__Selection__.
════
Skip to content

Full Sparkless Backend Roadmap

This document plans the path for robin-sparkless to become a complete backend replacement for Sparkless. Sparkless implements 403+ PySpark functions and 85+ DataFrame methods; robin-sparkless currently covers ~283 functions with 159 parity fixtures (Phases 11–24 + signature alignment). Phase 25completed (plan interpreter, expression interpreter extended to all scalar functions, logical plan schema, 3 plan fixtures, create_dataframe_from_rows). Next: Phase 26 (publish crate), Phase 27 (integration).

Reference: PYSPARK_FUNCTION_MATRIX catalogs all functions/methods; SPARKLESS_INTEGRATION_ANALYSIS.md describes architecture mapping.

Gap closure (Feb 2026): Bitmap (5), make_dt_interval, make_ym_interval, to_timestamp_ltz, to_timestamp_ntz, sequence, shuffle, inline, inline_outer, regr_* (9); cube, rollup, write (parquet/csv/json); DataFrame stubs (data, toLocalIterator, persist, unpersist, rdd, foreach, foreachPartition, mapInPandas, mapPartitions, storageLevel, isStreaming, withWatermark). XML/XPath/sentences documented as deferred. See ROBIN_SPARKLESS_MISSING.md and PYSPARK_DIFFERENCES.md.


Current State (February 2026)
════
__Your objective__. Using the roadmap, explain in one to three sentences why robin-sparkless is not yet a complete backend replacement for Sparkless.
════
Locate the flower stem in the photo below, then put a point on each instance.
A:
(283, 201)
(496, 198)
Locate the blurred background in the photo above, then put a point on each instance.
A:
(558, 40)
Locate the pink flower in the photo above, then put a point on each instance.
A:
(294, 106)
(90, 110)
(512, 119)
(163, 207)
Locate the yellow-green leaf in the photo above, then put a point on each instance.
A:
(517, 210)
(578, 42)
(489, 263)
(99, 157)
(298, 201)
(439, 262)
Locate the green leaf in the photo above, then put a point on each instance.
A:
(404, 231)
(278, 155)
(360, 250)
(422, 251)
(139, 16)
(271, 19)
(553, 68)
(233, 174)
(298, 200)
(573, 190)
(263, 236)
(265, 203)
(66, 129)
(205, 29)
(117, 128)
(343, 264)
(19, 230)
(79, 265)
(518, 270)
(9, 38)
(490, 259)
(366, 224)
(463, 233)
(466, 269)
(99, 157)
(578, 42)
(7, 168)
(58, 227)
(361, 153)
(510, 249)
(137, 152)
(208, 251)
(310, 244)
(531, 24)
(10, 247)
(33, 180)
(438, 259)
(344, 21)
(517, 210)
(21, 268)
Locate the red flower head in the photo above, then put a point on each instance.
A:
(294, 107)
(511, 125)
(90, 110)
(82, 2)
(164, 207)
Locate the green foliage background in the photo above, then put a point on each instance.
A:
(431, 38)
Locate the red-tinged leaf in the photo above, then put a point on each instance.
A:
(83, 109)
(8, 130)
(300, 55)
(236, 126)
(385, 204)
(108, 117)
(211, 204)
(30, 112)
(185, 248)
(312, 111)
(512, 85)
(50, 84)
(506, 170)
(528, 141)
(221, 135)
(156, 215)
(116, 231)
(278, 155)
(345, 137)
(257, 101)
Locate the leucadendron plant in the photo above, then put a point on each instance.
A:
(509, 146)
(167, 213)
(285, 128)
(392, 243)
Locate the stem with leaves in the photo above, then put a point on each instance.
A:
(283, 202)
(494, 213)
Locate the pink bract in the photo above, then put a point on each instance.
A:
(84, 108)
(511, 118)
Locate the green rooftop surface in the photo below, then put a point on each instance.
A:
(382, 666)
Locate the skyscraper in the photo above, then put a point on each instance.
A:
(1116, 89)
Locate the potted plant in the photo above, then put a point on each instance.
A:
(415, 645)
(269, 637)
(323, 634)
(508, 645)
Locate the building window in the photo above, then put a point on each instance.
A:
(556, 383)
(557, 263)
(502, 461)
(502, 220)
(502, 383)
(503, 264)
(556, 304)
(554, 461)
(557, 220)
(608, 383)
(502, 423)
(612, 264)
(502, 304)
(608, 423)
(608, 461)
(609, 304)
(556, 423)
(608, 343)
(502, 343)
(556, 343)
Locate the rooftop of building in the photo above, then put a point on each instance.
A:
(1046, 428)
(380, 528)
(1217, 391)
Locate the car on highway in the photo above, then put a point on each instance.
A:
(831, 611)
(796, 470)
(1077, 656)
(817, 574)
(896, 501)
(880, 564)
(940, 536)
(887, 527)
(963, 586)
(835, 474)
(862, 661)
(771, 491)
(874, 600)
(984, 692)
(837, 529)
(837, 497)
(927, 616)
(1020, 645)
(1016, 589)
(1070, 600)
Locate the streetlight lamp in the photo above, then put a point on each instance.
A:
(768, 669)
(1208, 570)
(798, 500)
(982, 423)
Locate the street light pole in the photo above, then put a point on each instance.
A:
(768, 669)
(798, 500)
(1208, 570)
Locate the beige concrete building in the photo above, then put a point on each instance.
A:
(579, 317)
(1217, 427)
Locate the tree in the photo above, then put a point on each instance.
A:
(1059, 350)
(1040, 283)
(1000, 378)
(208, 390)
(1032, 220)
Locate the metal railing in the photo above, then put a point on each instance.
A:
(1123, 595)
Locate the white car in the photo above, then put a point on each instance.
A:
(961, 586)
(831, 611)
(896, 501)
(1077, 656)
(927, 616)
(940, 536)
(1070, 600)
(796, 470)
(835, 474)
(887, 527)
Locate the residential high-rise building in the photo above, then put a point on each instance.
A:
════
__Exercise answer__. Sparkless implements 403 or more PySpark functions and 85 or more DataFrame methods, while robin-sparkless currently covers only about 283 functions, with 159 parity fixtures. Further phases remain planned: Phase 26 to publish the crate and Phase 27 for integration.